## Exercise instructions
Which of the lines in the records below hold the string "trace"? Copy every one of them.

----- Data for review

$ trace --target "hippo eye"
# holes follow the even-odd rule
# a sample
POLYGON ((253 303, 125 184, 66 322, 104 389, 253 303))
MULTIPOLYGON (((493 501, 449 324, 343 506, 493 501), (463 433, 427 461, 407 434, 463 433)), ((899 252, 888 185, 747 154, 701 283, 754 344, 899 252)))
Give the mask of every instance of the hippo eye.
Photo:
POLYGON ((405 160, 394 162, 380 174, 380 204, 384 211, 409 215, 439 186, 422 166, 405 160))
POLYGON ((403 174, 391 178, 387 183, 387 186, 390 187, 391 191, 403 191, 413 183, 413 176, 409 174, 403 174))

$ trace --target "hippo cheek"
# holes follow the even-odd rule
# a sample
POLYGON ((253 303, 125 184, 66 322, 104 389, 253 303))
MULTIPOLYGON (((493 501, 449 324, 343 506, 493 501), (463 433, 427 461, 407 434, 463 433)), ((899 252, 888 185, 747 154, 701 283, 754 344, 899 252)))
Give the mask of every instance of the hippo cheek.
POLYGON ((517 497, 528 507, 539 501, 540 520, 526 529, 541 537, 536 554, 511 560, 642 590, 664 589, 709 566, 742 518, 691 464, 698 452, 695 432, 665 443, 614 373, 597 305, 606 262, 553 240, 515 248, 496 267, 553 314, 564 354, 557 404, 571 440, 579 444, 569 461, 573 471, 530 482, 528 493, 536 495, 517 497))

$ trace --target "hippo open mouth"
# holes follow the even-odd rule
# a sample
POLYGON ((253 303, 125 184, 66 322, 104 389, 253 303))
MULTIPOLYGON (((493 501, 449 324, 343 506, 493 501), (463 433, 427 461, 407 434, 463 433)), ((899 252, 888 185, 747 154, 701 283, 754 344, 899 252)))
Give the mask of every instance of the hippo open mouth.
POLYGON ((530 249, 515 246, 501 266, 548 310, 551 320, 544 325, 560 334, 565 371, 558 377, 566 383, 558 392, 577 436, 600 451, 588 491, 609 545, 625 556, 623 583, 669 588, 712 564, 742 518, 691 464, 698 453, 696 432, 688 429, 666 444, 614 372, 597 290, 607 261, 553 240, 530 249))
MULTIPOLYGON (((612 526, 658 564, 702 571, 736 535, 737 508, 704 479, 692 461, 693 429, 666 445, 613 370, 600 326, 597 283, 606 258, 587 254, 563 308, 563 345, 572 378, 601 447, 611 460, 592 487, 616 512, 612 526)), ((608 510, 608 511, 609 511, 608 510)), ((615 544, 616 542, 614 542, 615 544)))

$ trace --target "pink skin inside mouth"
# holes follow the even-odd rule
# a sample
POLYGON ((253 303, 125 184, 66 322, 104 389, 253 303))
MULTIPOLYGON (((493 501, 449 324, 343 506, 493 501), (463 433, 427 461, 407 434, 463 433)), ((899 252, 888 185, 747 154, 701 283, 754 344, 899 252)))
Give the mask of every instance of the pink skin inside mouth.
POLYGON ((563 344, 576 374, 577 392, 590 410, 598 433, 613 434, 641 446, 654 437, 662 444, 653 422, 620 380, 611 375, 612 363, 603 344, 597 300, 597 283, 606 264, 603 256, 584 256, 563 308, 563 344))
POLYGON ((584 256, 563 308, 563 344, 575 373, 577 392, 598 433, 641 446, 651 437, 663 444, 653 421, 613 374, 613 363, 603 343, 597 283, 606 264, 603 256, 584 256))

----------

## Answer box
$ trace --target "hippo eye"
$ trace --target "hippo cheek"
$ trace --target "hippo open mouth"
$ trace --target "pink skin inside mouth"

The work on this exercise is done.